● Exercise objective
Rewrite the lines from the start of the records through the line containing "M210 60L205 56L204", changing "sweater" to "pullover" and leaving everything else as it is.

Data records:
◇ ◇ ◇ ◇ ◇
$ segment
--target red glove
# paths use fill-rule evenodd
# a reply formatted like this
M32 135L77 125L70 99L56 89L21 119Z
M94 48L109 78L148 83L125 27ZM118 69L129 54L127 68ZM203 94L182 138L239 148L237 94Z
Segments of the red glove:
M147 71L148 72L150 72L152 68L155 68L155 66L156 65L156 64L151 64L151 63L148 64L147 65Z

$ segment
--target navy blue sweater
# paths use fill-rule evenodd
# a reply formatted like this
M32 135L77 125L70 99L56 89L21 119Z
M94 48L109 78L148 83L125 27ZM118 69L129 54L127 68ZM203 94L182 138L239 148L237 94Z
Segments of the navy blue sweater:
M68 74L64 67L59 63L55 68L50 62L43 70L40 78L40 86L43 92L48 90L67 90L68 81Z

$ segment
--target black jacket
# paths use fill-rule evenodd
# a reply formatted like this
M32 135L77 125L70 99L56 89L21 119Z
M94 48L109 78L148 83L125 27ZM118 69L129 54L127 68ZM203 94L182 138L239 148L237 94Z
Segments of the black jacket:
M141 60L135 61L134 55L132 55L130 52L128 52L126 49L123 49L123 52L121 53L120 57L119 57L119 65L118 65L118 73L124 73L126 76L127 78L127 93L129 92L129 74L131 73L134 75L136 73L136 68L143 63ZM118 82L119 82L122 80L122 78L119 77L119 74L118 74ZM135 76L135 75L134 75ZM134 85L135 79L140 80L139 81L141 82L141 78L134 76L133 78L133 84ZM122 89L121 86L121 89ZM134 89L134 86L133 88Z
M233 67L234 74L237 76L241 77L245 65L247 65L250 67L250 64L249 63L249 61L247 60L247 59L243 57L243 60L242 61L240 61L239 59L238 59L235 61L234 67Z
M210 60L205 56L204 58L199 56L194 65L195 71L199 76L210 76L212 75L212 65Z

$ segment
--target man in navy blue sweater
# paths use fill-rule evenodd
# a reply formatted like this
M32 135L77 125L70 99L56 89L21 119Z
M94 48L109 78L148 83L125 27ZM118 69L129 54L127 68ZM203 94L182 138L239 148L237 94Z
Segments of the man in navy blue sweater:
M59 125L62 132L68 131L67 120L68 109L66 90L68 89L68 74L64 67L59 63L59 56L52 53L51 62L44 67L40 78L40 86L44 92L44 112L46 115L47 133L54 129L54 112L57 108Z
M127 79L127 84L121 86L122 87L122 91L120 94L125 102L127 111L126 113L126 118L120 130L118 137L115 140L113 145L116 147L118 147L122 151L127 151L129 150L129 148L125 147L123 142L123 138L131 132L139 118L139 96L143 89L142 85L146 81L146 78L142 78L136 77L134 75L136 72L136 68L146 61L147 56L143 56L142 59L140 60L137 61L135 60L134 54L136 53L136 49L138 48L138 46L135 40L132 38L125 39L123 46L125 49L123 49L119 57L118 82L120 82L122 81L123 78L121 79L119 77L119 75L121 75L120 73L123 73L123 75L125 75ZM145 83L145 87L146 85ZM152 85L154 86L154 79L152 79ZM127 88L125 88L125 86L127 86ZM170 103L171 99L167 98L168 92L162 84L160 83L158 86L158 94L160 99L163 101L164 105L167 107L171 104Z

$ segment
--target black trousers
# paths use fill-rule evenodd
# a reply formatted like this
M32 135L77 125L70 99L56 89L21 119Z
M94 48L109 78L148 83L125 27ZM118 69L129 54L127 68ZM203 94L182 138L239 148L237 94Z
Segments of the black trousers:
◇ ◇ ◇ ◇ ◇
● Response
$ segment
--target red glove
# paths use fill-rule evenodd
# a reply formatted like this
M32 135L77 125L70 99L56 89L21 119Z
M94 48L109 78L148 83L125 27ZM118 69L129 54L127 68ZM203 94L182 138L239 148L237 94Z
Segments of the red glove:
M147 71L148 72L150 72L152 68L155 68L155 66L156 65L156 64L151 64L151 63L148 64L147 65Z

$ segment
--target navy blue pullover
# paths use fill-rule evenodd
# a reply formatted like this
M32 135L77 125L70 99L56 89L21 119Z
M94 48L109 78L148 83L125 27ZM118 69L129 54L127 68ZM203 94L182 138L239 148L237 94Z
Segments of the navy blue pullover:
M68 74L64 67L59 63L55 68L50 62L43 70L40 78L40 86L43 92L48 90L67 90L68 81Z

$ segment
--target black jacket
# paths use fill-rule evenodd
# a reply formatted like this
M32 135L77 125L70 99L56 89L21 119Z
M94 48L109 78L148 83L125 27ZM118 69L129 54L127 68ZM203 94L182 138L239 148L237 94Z
Segments of the black jacket:
M141 60L135 61L134 55L132 55L130 52L128 52L126 49L123 49L123 52L121 53L120 57L119 57L119 65L118 65L118 73L124 73L126 76L127 78L127 93L129 92L129 74L131 73L134 75L136 73L136 68L143 63ZM118 82L119 82L122 80L122 78L119 77L119 74L118 74ZM135 76L135 75L134 75ZM134 85L135 79L140 80L139 81L141 82L141 78L134 76L133 78L133 84ZM122 89L121 86L121 89ZM134 89L134 86L133 88Z
M233 67L234 74L237 76L241 77L245 65L247 65L250 67L250 64L249 63L249 61L247 60L247 59L243 57L243 60L242 61L240 61L239 59L238 59L235 61L234 67Z
M210 60L205 56L204 58L199 56L194 65L195 71L199 76L210 76L212 75L212 65Z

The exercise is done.